## What you will do
From the entries below, transcribe exactly the lines between the line holding "Target: beige sofa" and the line holding "Target: large indoor tree", inclusive; skip all other lines.

## Task material
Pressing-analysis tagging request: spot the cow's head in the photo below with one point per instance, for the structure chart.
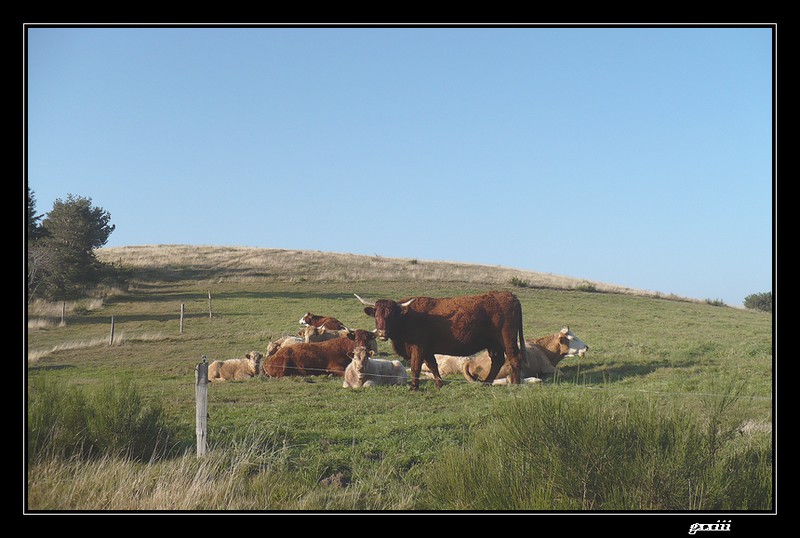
(361, 337)
(311, 333)
(576, 346)
(359, 359)
(386, 313)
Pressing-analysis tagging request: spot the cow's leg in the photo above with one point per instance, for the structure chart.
(416, 365)
(514, 358)
(496, 354)
(430, 360)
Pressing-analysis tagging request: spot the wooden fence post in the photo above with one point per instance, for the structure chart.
(201, 406)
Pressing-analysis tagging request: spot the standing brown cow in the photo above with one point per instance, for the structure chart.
(422, 326)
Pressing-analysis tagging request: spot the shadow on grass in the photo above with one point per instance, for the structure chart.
(594, 373)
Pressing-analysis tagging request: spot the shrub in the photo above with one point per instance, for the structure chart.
(64, 422)
(759, 301)
(592, 453)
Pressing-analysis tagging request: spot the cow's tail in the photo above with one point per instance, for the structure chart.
(467, 374)
(522, 352)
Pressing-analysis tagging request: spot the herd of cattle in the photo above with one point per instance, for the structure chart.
(479, 336)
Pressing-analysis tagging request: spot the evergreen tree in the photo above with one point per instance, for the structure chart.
(61, 259)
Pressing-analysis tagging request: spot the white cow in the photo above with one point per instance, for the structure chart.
(364, 371)
(236, 369)
(542, 356)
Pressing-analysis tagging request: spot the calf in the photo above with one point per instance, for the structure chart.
(235, 369)
(316, 358)
(318, 321)
(364, 371)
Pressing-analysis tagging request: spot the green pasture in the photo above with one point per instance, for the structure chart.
(712, 365)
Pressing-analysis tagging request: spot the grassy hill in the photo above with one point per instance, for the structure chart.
(672, 396)
(232, 264)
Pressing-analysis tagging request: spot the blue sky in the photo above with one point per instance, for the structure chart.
(637, 156)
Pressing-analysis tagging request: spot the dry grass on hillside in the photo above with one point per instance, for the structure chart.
(248, 263)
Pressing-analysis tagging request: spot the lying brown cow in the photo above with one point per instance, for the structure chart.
(542, 355)
(421, 327)
(317, 358)
(283, 341)
(236, 369)
(318, 321)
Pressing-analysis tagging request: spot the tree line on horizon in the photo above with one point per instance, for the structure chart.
(61, 263)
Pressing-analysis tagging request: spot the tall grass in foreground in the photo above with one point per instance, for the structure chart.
(571, 452)
(113, 421)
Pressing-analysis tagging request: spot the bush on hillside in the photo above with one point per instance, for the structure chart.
(759, 301)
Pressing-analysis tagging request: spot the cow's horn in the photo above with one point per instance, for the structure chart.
(363, 301)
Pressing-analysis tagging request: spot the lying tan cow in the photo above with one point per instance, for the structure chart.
(236, 369)
(316, 358)
(320, 334)
(542, 356)
(448, 365)
(364, 371)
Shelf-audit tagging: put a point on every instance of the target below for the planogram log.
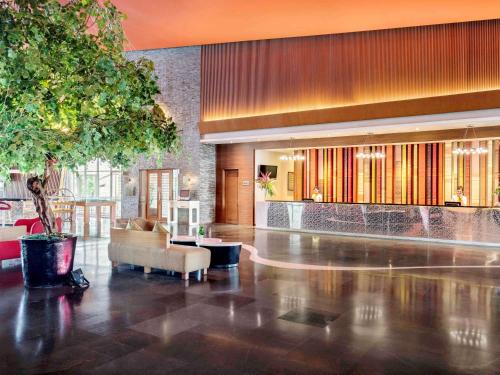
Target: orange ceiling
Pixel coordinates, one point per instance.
(171, 23)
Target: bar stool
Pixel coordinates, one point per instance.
(6, 209)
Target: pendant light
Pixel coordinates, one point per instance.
(370, 155)
(293, 157)
(470, 150)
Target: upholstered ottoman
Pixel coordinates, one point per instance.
(149, 250)
(224, 254)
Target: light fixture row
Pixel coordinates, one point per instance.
(470, 151)
(292, 157)
(370, 155)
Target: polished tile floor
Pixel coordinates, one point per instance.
(261, 319)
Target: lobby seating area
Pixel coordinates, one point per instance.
(249, 187)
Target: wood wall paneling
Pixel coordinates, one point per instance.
(347, 77)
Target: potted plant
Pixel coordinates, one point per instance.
(265, 183)
(68, 96)
(201, 232)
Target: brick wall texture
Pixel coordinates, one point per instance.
(178, 71)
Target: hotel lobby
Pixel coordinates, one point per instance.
(233, 188)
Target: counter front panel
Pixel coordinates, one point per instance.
(451, 224)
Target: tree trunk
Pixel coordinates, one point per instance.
(36, 186)
(44, 211)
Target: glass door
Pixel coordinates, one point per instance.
(160, 190)
(152, 197)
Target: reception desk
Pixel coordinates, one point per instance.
(470, 225)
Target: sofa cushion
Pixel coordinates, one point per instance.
(146, 225)
(187, 258)
(132, 225)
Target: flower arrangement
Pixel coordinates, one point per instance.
(266, 183)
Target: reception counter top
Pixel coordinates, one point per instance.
(471, 225)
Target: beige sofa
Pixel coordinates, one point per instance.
(153, 250)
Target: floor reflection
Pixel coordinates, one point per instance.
(263, 319)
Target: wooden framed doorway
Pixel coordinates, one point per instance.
(159, 188)
(230, 198)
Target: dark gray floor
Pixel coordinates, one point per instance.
(263, 320)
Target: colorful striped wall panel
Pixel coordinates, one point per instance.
(409, 174)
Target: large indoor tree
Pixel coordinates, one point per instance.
(68, 95)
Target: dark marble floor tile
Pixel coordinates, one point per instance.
(142, 362)
(230, 301)
(310, 317)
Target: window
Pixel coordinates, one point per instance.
(97, 180)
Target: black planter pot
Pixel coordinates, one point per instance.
(47, 263)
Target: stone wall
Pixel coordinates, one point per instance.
(178, 71)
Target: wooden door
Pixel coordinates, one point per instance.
(231, 196)
(159, 193)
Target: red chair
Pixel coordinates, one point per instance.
(5, 208)
(11, 248)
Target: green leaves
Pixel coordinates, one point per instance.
(66, 88)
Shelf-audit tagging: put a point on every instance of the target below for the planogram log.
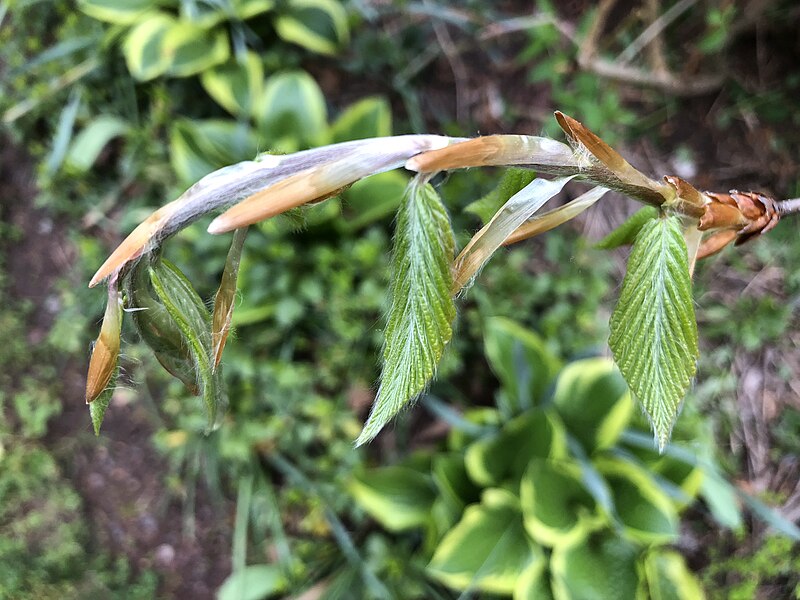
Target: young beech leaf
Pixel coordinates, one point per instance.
(193, 319)
(513, 180)
(226, 295)
(653, 328)
(422, 309)
(626, 233)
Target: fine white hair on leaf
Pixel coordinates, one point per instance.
(419, 323)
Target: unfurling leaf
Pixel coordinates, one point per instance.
(514, 213)
(626, 233)
(158, 329)
(653, 328)
(192, 318)
(422, 309)
(553, 218)
(223, 302)
(513, 180)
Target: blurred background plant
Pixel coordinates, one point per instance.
(114, 108)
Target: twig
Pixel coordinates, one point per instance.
(460, 74)
(507, 26)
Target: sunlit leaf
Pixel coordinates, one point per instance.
(143, 46)
(191, 49)
(397, 497)
(521, 361)
(513, 214)
(236, 86)
(119, 12)
(253, 582)
(504, 456)
(370, 117)
(318, 25)
(488, 549)
(668, 578)
(422, 310)
(646, 512)
(534, 583)
(626, 233)
(372, 199)
(601, 565)
(593, 401)
(292, 109)
(653, 328)
(556, 506)
(87, 145)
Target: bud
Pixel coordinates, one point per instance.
(105, 353)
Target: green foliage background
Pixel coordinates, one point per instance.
(121, 109)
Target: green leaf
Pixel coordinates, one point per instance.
(626, 233)
(520, 360)
(372, 199)
(556, 505)
(647, 514)
(88, 144)
(512, 181)
(254, 582)
(534, 583)
(143, 46)
(593, 401)
(97, 409)
(452, 482)
(505, 456)
(199, 147)
(370, 117)
(193, 319)
(317, 25)
(157, 328)
(191, 49)
(236, 86)
(124, 12)
(247, 9)
(668, 578)
(520, 207)
(653, 328)
(600, 566)
(422, 310)
(292, 110)
(488, 549)
(397, 497)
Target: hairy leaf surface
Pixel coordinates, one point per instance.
(653, 327)
(422, 309)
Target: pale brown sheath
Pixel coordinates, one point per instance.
(302, 176)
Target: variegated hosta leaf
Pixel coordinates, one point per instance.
(422, 309)
(653, 327)
(514, 213)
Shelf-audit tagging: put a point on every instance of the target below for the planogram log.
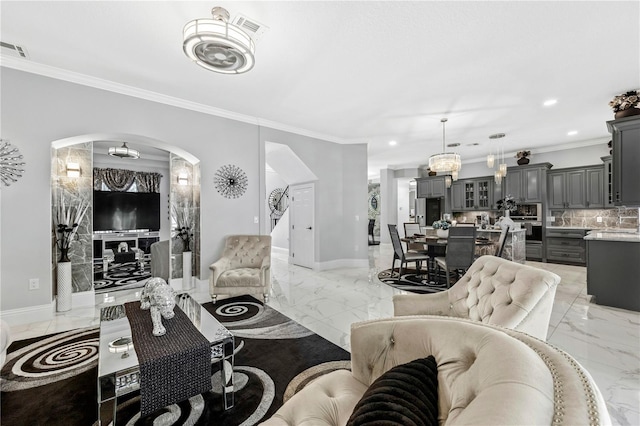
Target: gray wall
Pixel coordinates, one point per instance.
(37, 110)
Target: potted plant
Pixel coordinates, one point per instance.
(523, 157)
(626, 104)
(442, 228)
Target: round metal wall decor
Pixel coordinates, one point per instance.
(230, 181)
(11, 164)
(278, 201)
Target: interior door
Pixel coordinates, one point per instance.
(302, 243)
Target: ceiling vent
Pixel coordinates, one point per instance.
(255, 29)
(14, 50)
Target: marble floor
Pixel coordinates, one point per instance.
(606, 341)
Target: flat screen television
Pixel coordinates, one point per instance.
(126, 211)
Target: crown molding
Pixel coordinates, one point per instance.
(123, 89)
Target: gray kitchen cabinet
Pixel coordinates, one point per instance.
(473, 194)
(576, 188)
(527, 184)
(625, 160)
(607, 182)
(430, 187)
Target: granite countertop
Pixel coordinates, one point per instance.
(624, 235)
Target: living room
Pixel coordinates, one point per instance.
(46, 103)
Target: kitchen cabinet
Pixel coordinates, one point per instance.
(473, 194)
(625, 160)
(576, 188)
(607, 182)
(430, 187)
(566, 246)
(527, 184)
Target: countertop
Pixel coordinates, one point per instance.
(629, 236)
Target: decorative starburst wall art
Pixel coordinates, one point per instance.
(230, 181)
(11, 164)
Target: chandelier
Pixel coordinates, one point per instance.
(217, 45)
(445, 161)
(124, 152)
(501, 172)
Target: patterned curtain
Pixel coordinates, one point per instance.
(121, 180)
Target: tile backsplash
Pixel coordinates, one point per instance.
(626, 218)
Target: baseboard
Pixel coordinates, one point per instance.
(29, 314)
(341, 263)
(280, 250)
(83, 299)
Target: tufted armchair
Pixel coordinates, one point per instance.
(245, 267)
(487, 375)
(494, 290)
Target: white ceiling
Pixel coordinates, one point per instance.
(362, 72)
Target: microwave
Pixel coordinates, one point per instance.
(528, 212)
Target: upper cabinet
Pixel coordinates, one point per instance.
(576, 188)
(527, 184)
(430, 187)
(626, 160)
(473, 194)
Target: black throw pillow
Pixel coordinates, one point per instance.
(406, 395)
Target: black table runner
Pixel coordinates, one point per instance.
(173, 367)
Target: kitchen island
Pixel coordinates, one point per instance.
(613, 268)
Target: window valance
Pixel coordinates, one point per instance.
(121, 180)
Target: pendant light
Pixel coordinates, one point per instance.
(445, 161)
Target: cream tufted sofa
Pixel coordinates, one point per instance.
(244, 268)
(487, 375)
(494, 290)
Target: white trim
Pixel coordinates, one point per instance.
(83, 299)
(280, 250)
(123, 89)
(341, 263)
(29, 314)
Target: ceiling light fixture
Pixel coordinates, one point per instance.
(124, 152)
(502, 166)
(445, 161)
(217, 45)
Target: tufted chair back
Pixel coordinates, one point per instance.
(244, 268)
(495, 291)
(487, 375)
(246, 251)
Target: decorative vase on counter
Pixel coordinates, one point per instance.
(64, 287)
(186, 270)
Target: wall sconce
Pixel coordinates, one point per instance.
(183, 178)
(73, 170)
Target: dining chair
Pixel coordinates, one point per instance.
(461, 248)
(399, 253)
(410, 229)
(502, 241)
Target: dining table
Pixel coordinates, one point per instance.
(483, 246)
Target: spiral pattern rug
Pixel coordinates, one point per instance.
(120, 276)
(411, 281)
(52, 380)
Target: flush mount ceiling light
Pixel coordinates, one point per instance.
(445, 161)
(124, 152)
(217, 45)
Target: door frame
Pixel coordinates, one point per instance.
(292, 221)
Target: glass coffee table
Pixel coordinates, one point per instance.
(118, 368)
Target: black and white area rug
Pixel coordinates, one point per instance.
(411, 281)
(52, 380)
(120, 276)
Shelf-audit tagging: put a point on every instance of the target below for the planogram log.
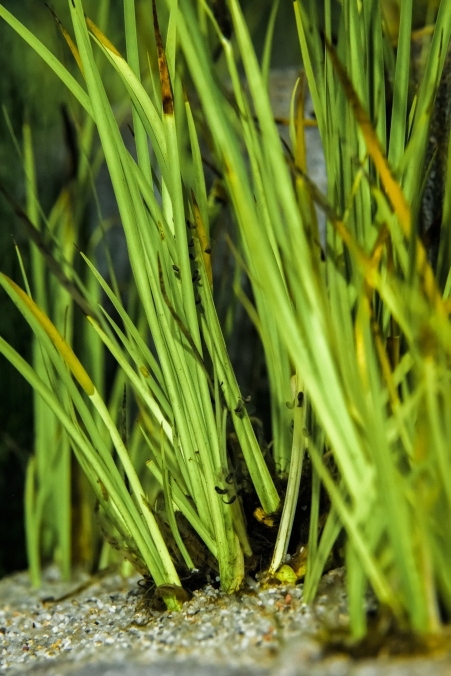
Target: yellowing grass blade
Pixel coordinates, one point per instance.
(19, 296)
(375, 150)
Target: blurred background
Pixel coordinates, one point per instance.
(29, 92)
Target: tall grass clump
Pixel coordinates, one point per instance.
(354, 328)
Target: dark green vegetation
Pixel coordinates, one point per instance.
(353, 331)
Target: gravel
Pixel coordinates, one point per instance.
(102, 619)
(97, 627)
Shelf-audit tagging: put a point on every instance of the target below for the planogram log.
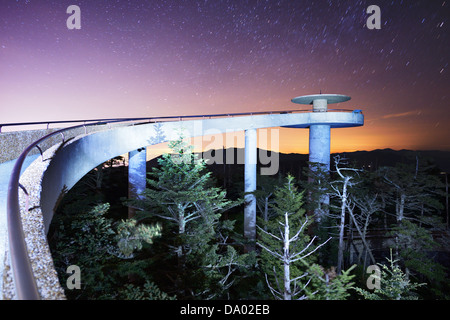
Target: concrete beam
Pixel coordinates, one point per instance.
(319, 144)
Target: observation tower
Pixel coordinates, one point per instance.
(321, 121)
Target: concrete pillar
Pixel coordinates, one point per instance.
(319, 151)
(319, 144)
(250, 184)
(320, 105)
(137, 174)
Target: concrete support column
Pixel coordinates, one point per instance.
(319, 151)
(320, 105)
(319, 144)
(250, 184)
(137, 174)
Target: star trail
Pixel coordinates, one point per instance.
(158, 58)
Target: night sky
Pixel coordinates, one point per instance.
(161, 58)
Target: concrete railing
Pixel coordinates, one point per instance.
(66, 163)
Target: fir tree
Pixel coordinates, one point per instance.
(181, 193)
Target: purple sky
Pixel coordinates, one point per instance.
(159, 58)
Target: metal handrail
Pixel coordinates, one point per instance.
(24, 280)
(108, 120)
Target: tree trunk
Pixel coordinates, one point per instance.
(287, 294)
(341, 227)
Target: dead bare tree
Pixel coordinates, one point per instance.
(289, 288)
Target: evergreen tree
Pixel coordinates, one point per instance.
(182, 196)
(394, 284)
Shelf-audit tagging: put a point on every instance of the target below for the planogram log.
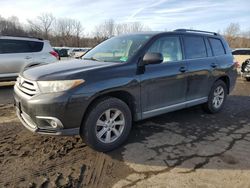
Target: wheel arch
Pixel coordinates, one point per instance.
(226, 80)
(125, 96)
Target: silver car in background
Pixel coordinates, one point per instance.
(19, 53)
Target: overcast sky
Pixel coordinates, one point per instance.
(156, 14)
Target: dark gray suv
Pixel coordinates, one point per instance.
(125, 79)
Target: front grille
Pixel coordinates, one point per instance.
(26, 86)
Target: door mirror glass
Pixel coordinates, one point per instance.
(152, 58)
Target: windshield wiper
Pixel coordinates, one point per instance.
(91, 58)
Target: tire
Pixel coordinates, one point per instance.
(216, 101)
(101, 130)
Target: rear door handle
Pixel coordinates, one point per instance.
(214, 65)
(183, 69)
(28, 57)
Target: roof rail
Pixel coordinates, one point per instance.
(23, 36)
(196, 31)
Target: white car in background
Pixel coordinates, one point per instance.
(19, 53)
(78, 52)
(240, 56)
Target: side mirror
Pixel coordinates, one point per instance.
(152, 58)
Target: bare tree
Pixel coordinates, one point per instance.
(231, 33)
(42, 25)
(11, 26)
(105, 30)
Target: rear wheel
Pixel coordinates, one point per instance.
(216, 98)
(107, 124)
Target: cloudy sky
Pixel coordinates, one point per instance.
(156, 14)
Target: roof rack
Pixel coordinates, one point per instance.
(196, 31)
(23, 36)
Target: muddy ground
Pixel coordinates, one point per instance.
(187, 148)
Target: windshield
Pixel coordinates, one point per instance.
(117, 49)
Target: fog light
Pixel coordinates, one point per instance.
(53, 124)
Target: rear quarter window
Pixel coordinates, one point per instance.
(217, 46)
(241, 52)
(19, 46)
(194, 47)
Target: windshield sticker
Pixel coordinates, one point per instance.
(123, 58)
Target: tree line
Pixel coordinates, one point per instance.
(70, 32)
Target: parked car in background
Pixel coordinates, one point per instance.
(79, 52)
(241, 55)
(20, 53)
(245, 69)
(62, 51)
(124, 79)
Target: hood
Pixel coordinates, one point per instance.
(63, 69)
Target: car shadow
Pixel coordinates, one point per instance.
(191, 139)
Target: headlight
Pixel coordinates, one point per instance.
(58, 86)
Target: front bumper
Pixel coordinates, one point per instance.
(52, 114)
(246, 74)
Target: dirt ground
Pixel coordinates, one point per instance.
(187, 148)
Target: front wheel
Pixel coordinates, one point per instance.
(107, 124)
(216, 98)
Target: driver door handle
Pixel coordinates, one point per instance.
(28, 57)
(182, 69)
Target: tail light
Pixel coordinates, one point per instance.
(55, 54)
(236, 64)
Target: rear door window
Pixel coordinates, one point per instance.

## Task output
Target: beige sofa
Pixel coordinates, one point per instance.
(153, 250)
Target: floor reflection
Pixel coordinates, one point per instance.
(263, 319)
Target: wooden framed doorway
Pixel coordinates, one point per instance.
(159, 188)
(230, 198)
Target: dark gray floor
Pixel coordinates, one point per instance.
(263, 320)
Target: colorful striped wall panel
Pixel coordinates, one point per instance.
(409, 174)
Target: large indoor tree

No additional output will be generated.